**Deine Aufgaben:**
a: Nenne alle Gebiete am Niederrhein, auf die sich die Wahlprüfsteine zum Salzbergbau laut dem Textauszug beziehen.
b: An welchem Datum fanden die Kommunalwahlen statt, die der Textauszug zum Salzbergbau erwähnt?
c: Schreib bitte den Textauszug zum Salzbergbau nach seinem letzten Satz weiter.

**Textauszug:**
___

Wahlprüfsteine - 91,4 % sind für eine Schiedsstelle

Die Ziele der Bürgerinitiative der Salzbergbaugeschädigten NRW e.V. (BI) haben eine große Unterstützung bei den Politikerinnen und Politikern der Region erfahren. Im Laufe des Juli und August wurden an sämtliche Kandidatinnen und Kandidaten für das Landrats- und Bürgermeisteramt, sowie Fraktionen der Parteien sechs Fragen, sog. Wahlprüfsteine, seitens der BI zum Thema Salzbergbau am Niederrhein in den Gebieten Alpen, Rheinberg, Wesel und Xanten versandt. Diese Fragen betreffen Themen rund um den Salzbergbau und dessen Erweiterung, wie Probleme der Rechtssicherheit, Infrastruktur, des Betrachtungszeitraums und des Überschwemmungsrisikos.
Von der Möglichkeit, damit vor den Kommunalwahlen am 13.09.2020 ihre Sicht zum Thema Salzbergbau in den betroffenen Gebieten darzustellen, machten die meisten Politiker Gebrauch und beantworteten die Fragen der BI schriftlich. Die Auswertung der Rückmeldungen zeigt, dass sich 91,4 % der befragten Politiker für eine unabhängige Schiedsstelle im Salzbergbau aussprechen, ähnlich wie im Steinkohlebergbau. Damit würden durch den Salzbergbau verursachte Schäden an Privateigentum zukünftig durch eine neutrale und objektive Instanz bewertet und entsprechend nach dem Verursacherprinzip entschädigt werden. Beinahe alle Kommunalpolitiker und -parteien (97,1%) haben sich dafür ausgesprochen, dass Schäden an der Infrastruktur, wie an Straßen, Kanälen, Leitungen, Deichen etc. vom Salzbergbaubetreiber zu bezahlen sind. Interessanterweise geben 75 % der befragten Politiker und Parteien unabhängig von den vorgegebenen Fragen an, dass die Politik durch Verträge die Bildung von Rücklagen sicherstellen muss, um die durch den Salzbergbau verursachten Ewigkeitslasten finanziell aufzufangen.  Außerdem bringen zwei Drittel der Befragten zum Ausdruck, dass durch den Salzabbau in der Region eine gesteigerte Hochwassergefahr für die Bevölkerung zu erwarten ist.
Interessierte Leser und Wähler können die vollständigen Antworten der Politiker und Parteien der genannten Kommunen im Wortlaut in unserer Rubrik Kommunalwahl 2020 nachlesen.
Auch in dem am Montag, 17.08.2020 erfolgten Gespräch zwischen Vertretern des  Salzbergbaubetreiber K+S und der Bürgerinitiative der Salzbergbaugeschädigten NRW e.V. äußerten die Betreibervertreter, dass sie sich einen Beitritt zu einer Schiedsstelle grundsätzlich vorstellen könnten. Sie verwiesen allerdings darauf, dass sie nur einen Teil des Salzbergbaus am Niederrhein verantworten und die weitere Betreiberfirma Solvay/Cavity bisher dem Beitritt einer Schiedsstelle vehement ablehnt. Weitere Gespräche seitens der Bürgerinitiative mit K+S und Cavity GmbH werden folgen.

___

**Gesammelte Daten:**
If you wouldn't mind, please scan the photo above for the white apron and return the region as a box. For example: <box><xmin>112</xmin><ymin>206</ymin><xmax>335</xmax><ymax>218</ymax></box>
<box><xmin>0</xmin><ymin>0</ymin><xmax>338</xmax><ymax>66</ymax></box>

___

**Lösungen:**
a: Alpen, Rheinberg, Wesel, Xanten

b: Am 13.09.2020.

c:
Ableitung von Forderungen aus unseren neu definierten Zielen

 
Im letzten Newsletter hatten wir Sie über die Neuformulierung unserer Ziele informiert. Basierend darauf haben wir nun die folgenden Forderungen abgeleitet und möchten Ihnen diese hier vorstellen:

Ziel 1: für die Schaffung einer Schiedsstelle als unabhängige Instanz zur objektiven Beurteilung von Schäden durch Salzbergbau, 

aber gegen ein System, bei dem das Salzbergbauunternehmen allein den Schadensumfang und die Entschädigungshöhe festlegt.

 

Aktueller Status Was fordern wir?
  • Meldung eines möglichen Schadens beim Verursacher
  • Feststellung welches Unternehmen zuständig ist
  • Beurteilung des Schadens durch den Verursacher
  • Erfassung der Statistik der Schäden durch Verursacher
  • Messungen der Geländesenkungen durch Verursacher
  • Bewertung der Ursachen von Gebäudeschäden durch Markscheider des Unternehmens
  • Im Streitfall: privatrechtlicher Rechtsstreit u.U. durch mehrere Instanzen mit hohen Gutachterkosten für die Geschädigten
  • Keine Rechtschutzversicherung trägt Kosten bei Bergschadensprozessen
  • Unterschiedliche Behandlung kommunaler und privater Schadensfälle
  • Für den Salzbergbau gibt es keine Schiedsstelle
  • Meldung des Schadens in neutraler Stelle (z.b. Kreishaus oder Rathaus auf Kosten des Bergbaus)
  • Meldung und statistische Erfassung aller Schadensmeldungen zentral (private und kommunale Schäden)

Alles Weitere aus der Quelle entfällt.